## [Tasks to complete]
(A) Write out the passage of the Ariel Sands article between "The son of film" and "on Friday night.", inclusive, keeping every word as it appears.
(B) Continue the news article about Michael Douglas and the Ariel Sands Beach Club, starting after its final sentence.

## [Page text]
Film star plans more Island time, says `come talk about the movies'
Hollywood superstar Michael Douglas says he'll be spending more time in Bermuda and wants would-be guests to his family's newly-refurbished cottage colony to come and "talk about the movies'' with him.
The son of film legend Kirk Douglas and Bermudian Diana Darrid (formerly Dill) presided over the official introduction of Ariel Sands Beach Club's new look on Friday night.
Hundreds of invited guests lined up for the chance to rub shoulders with a true tinseltown titan -- even if just for a photo, handshake and a few briefly exchanged pleasantries.
The 50-room property has added a meeting centre, gym and spa and joined the prestigious Bermuda Collection providing guests with the option of the "dine around'' programme with The Reefs, Cambridge Beaches, Lantana, Pompano and Stonington Beach.

## [Dataset extract]
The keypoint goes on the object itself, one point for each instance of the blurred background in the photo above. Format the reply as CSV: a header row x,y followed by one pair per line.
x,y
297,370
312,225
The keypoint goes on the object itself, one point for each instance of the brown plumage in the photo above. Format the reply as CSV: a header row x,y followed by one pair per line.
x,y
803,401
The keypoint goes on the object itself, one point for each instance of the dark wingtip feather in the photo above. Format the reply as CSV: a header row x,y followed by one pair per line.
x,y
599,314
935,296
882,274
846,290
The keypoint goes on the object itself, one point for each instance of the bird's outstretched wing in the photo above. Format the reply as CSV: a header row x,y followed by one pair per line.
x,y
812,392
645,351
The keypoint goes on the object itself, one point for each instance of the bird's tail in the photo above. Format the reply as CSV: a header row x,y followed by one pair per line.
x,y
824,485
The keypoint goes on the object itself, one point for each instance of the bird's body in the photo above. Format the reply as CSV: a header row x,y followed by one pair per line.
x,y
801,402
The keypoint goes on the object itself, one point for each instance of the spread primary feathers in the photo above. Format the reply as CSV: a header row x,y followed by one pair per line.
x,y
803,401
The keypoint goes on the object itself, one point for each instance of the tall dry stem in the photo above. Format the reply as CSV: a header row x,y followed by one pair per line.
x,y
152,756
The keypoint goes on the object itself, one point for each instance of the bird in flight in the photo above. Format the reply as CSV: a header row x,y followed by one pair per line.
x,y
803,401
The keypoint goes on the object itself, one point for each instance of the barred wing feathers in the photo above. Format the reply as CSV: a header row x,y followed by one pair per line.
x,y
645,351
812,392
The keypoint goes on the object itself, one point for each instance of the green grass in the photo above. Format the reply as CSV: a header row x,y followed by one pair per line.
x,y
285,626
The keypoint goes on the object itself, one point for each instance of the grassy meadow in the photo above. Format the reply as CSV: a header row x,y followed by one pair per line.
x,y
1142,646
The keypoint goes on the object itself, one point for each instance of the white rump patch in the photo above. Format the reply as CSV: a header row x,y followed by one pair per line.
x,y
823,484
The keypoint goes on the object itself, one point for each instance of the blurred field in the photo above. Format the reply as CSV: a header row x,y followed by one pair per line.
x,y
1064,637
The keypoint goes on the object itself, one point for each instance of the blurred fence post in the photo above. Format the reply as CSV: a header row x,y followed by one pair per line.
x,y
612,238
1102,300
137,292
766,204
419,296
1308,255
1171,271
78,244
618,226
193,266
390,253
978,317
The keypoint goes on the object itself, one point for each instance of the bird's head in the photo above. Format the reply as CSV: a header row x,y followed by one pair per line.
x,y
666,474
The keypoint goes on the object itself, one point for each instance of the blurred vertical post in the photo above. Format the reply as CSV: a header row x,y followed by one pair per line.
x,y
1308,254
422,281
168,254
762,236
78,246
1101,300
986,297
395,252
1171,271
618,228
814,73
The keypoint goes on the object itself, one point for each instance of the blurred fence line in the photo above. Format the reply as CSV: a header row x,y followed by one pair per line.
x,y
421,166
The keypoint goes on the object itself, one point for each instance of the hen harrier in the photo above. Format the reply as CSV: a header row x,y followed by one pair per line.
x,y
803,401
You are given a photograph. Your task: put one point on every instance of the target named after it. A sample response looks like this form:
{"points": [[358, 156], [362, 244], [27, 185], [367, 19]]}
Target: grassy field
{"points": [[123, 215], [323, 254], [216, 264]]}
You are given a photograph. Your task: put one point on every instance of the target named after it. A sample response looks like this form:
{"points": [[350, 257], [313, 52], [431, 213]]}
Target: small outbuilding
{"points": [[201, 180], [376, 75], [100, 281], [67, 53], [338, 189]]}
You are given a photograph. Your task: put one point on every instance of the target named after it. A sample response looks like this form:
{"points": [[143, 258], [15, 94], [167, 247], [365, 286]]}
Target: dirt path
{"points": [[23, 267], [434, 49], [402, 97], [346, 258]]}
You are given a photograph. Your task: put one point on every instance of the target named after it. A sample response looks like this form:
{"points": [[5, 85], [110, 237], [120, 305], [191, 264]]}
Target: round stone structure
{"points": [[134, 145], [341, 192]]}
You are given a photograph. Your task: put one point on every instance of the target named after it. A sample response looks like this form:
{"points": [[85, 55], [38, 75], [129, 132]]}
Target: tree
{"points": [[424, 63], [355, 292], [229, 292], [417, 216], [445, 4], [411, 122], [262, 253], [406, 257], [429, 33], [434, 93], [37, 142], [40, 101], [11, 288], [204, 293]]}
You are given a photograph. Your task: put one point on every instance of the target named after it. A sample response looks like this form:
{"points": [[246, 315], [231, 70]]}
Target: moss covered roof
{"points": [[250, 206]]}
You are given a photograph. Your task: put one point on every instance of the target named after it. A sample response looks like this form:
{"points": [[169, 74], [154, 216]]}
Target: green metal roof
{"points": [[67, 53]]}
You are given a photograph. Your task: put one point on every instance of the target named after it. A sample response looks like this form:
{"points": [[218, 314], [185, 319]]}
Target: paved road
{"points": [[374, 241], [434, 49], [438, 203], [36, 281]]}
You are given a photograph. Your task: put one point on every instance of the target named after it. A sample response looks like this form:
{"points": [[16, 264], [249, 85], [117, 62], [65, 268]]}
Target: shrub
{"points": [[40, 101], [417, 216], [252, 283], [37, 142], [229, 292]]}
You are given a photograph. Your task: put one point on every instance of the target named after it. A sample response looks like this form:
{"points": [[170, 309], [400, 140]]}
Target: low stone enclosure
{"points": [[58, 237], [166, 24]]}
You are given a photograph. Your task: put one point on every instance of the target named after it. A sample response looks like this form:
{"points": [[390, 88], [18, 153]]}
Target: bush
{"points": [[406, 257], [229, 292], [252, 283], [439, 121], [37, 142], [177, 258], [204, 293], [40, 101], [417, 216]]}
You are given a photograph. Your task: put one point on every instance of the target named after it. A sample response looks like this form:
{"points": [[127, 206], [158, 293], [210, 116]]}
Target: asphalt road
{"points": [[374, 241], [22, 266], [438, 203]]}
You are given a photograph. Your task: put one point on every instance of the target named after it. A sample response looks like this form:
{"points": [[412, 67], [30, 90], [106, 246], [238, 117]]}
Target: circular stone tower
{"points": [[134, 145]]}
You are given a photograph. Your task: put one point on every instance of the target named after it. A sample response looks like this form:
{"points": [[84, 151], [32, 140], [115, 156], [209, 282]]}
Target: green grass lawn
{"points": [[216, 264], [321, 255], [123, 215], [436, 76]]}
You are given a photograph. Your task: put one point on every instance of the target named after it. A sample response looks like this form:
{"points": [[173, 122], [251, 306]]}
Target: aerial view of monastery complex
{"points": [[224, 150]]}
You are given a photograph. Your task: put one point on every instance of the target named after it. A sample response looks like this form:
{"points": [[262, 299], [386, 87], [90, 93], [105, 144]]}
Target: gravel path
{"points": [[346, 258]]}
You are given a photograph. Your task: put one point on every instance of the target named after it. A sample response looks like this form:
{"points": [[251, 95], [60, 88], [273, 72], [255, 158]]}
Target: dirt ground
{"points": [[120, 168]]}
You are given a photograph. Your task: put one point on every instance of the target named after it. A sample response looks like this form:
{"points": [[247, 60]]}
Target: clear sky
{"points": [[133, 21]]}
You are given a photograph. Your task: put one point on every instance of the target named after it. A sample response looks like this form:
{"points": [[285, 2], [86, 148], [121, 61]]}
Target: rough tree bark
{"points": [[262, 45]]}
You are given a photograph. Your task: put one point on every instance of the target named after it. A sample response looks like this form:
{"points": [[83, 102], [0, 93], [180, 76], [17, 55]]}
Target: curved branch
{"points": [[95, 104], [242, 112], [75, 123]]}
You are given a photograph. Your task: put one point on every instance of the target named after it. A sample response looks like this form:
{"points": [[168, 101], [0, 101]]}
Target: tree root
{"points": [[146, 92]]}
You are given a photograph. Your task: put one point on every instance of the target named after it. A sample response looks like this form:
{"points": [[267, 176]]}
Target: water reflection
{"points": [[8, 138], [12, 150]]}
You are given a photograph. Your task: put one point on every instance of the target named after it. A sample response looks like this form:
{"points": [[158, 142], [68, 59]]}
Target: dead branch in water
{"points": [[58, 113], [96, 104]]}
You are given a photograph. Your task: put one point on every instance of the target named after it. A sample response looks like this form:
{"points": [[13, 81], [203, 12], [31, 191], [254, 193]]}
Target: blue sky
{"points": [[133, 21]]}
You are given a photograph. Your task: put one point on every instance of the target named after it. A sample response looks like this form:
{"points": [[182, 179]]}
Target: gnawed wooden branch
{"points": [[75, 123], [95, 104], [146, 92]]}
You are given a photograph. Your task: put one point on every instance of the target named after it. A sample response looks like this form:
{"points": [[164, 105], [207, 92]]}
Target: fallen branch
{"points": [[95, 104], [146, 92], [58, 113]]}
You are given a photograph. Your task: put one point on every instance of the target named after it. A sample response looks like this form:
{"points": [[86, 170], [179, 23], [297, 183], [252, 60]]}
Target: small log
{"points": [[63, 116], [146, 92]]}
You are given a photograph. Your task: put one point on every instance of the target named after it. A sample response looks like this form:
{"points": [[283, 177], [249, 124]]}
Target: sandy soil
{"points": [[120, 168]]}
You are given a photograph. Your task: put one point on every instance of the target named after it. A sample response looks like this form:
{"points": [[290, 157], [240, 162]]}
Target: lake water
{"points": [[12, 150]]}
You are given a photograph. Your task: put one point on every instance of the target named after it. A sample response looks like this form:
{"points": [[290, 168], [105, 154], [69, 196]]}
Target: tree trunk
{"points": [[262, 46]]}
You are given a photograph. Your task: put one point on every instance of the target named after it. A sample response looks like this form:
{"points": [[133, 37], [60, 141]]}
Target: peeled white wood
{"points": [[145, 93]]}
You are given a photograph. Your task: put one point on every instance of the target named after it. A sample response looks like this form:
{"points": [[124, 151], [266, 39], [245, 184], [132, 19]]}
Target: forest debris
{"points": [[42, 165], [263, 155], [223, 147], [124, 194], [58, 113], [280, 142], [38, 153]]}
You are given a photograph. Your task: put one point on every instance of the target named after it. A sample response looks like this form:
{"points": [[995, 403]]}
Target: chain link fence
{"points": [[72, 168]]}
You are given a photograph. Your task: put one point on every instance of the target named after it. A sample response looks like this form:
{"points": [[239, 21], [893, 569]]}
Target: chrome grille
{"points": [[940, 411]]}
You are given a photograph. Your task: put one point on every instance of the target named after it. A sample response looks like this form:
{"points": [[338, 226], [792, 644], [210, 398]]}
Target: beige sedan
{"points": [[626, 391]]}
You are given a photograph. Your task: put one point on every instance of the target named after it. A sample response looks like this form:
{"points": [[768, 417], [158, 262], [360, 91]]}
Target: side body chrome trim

## [Responses]
(A)
The son of film legend Kirk Douglas and Bermudian Diana Darrid (formerly Dill) presided over the official introduction of Ariel Sands Beach Club's new look on Friday night.

(B)
Ariel Sands director and president Nicholas Dill said the decision to pump $5 million into renovating Ariel Sands came with changes in the tourism industry.
Now the property was aiming "to try to persuade people in the exempted company industry to enjoy life a little and spend some more time relaxing with their wives and friends and yet have the necessary facilities for doing their business''.
Mr. Douglas recalled he had been visiting his family in Bermuda and coming to Ariel Sands for some 40 years but now found himself at "another age'' as compared to the time when he had an unfortunate accident on an auxiliary cycle.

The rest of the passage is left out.